Selected excerpt:
____

Asbestos Verdict Upheld by Louisiana Court of Appeal, Announces Baron & Budd
May 19, 2008
Substantial Verdict Upheld Against Mesothelioma Victim’s Former Employers
BATON ROUGE, LA – Just fifteen months after winning a substantial verdict against contractors Parsons Infrastructure & Technology Group, Inc. and Jacobs Constructors, Inc. on behalf of a mesothelioma victim, Baron & Budd, P.C. today announced the verdict has been affirmed by the Louisiana First Circuit Court of Appeal. The former welder and pipefitter contracted mesothelioma as a result of asbestos exposure while he worked for the defendants.
The plaintiff was represented at trial by attorneys Cameron Waddell and Jody Alderman of Baton Rouge’s LeBlanc & Waddell. Baron & Budd’s Renée Melançon was appellate counsel for the plaintiff.
“Our client’s employers tried repeatedly to evade responsibility for his injuries, but these committed attorneys convinced the trial court, and then the Court of Appeal, that these companies were responsible to their employees for exposing them to dangerous levels of asbestos,” said Russell W. Budd, managing shareholder of Baron & Budd.
In addition to confirming that Louisiana’s 1952 Workers’ Compensation Act does not cover mesothelioma and so does not bar suits by mesothelioma victims against their employers, the Court of Appeal ruled that the plaintiff’s case was not barred by Louisiana’s 10-year preemptive period to bring claims for injuries arising from deficiencies in the construction of improvements to real property. The court ruled that, because the plaintiff’s employer—a contractor who did major “turn-key” construction jobs at a chemical plant—had control over the construction at the time of his asbestos exposure, his claims against his employer fell within the statute’s exception and were not untimely.

____

Natural language descriptions of regions:

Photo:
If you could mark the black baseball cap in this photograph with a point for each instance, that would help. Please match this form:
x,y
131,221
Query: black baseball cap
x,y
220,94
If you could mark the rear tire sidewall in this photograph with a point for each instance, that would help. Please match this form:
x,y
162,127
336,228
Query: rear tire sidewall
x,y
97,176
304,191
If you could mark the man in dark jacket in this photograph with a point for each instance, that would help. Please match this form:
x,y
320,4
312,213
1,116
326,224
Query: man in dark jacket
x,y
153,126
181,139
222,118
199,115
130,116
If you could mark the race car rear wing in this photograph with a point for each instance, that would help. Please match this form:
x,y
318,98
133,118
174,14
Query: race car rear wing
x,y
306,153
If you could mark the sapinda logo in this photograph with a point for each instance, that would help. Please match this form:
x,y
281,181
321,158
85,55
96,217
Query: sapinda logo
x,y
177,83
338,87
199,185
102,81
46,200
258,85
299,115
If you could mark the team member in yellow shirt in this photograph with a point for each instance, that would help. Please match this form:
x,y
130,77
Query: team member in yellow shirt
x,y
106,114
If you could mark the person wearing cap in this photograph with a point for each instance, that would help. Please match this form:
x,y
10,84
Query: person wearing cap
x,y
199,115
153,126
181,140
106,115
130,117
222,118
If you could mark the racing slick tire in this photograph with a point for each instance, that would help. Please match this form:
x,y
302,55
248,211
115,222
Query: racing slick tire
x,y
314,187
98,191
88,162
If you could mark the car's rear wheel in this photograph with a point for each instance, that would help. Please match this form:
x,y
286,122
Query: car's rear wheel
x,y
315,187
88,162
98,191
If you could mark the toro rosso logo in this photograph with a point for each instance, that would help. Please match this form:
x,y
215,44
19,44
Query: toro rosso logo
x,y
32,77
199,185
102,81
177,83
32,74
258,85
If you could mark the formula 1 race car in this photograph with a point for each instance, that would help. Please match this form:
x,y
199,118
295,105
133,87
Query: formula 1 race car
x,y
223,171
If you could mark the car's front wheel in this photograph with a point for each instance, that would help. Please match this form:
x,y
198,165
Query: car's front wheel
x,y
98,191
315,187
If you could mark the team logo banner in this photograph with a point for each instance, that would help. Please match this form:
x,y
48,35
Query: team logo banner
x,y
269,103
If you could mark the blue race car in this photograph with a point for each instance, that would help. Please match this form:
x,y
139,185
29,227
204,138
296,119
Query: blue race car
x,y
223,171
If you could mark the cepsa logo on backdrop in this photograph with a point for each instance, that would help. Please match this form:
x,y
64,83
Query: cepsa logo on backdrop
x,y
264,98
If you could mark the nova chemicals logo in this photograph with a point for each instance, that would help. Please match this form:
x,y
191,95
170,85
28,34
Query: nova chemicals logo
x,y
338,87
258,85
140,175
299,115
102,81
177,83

____

Please pick up the asbestos verdict announcement above after its last sentence and carry it on.

The dangers of asbestos exposure, particularly to those like the plaintiff working in close proximity to asbestos insulation, were widely known in industry circles for decades before the plaintiff went to work for the defendants. “Our client’s employers did not protect him from the clouds of asbestos in which he worked, even though basic prevention methods have been known since the 1930s,” said Melançon. “This man has had to accept that the disease that will kill him was preventable, but his employers did nothing to protect him.”
The effects of asbestos exposure, including the onset of diseases like mesothelioma and asbestosis, can take decades to surface. The plaintiff worked as a pipefitter from 1965 until 1985. He was diagnosed with mesothelioma in 2006 and continues to fight his disease from his home in Ponchatoula, Louisiana.